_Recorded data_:
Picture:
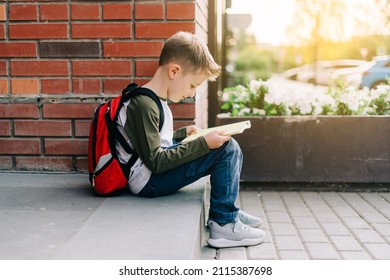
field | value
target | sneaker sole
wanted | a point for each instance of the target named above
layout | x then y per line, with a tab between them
225	243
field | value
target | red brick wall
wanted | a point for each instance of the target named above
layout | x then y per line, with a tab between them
59	59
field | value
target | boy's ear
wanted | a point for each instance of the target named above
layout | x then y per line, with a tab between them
173	70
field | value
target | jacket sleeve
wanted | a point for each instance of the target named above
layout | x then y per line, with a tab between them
142	129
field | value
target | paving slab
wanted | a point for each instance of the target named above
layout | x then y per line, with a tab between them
56	216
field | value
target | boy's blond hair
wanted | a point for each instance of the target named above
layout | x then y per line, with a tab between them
191	53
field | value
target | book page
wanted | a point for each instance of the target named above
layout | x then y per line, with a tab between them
229	129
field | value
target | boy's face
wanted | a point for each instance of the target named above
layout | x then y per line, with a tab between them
183	85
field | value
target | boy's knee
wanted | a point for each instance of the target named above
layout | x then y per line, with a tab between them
234	147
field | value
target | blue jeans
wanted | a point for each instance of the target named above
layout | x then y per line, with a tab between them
224	167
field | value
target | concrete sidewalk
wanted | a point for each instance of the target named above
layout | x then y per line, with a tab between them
316	225
55	216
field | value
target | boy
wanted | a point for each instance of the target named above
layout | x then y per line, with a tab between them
166	165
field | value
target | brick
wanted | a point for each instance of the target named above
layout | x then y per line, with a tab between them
101	30
16	110
3	87
42	128
69	49
141	81
54	12
149	11
117	11
69	111
115	85
3	13
2	31
44	163
55	86
82	128
5	128
82	164
24	86
23	12
86	86
20	146
132	49
6	163
145	68
161	29
3	68
102	68
181	10
183	111
66	146
38	31
85	12
39	68
18	50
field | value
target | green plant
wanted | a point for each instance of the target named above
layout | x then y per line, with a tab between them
270	98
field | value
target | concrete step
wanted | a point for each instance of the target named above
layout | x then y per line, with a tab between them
56	216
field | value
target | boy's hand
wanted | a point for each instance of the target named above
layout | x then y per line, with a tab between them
215	139
191	129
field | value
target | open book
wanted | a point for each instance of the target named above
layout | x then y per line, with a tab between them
229	129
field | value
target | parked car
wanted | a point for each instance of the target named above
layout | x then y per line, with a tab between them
321	72
350	76
378	73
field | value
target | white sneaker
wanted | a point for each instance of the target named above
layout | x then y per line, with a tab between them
249	219
246	219
234	235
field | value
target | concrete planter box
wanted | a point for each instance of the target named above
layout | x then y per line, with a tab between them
325	149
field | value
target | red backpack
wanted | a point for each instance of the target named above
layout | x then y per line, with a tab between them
107	175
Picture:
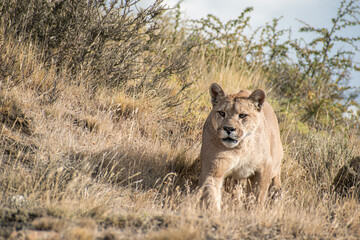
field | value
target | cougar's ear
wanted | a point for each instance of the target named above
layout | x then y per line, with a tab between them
216	93
258	97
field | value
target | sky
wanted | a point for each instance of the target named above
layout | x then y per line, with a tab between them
317	13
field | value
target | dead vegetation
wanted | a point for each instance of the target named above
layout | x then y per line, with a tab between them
107	162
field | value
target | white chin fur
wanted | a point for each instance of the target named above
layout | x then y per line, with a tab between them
230	145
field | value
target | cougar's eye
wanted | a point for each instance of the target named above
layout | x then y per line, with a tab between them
221	113
242	115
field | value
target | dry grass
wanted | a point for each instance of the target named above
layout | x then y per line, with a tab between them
79	164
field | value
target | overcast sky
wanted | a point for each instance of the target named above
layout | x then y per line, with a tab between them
317	13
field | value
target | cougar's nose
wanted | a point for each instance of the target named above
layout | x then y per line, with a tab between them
229	129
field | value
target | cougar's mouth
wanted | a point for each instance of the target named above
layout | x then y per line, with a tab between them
229	140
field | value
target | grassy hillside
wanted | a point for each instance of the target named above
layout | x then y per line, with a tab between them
102	111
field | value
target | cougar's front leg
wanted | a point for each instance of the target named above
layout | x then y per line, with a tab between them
211	193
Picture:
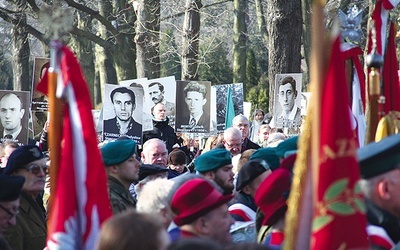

_THE REQUEST_: Pick out every line in the listing above that contains the string "sneaker", and copy each one in full.

_OUTPUT FOR THIS EXERCISE_:
target | sneaker sole
target | white sneaker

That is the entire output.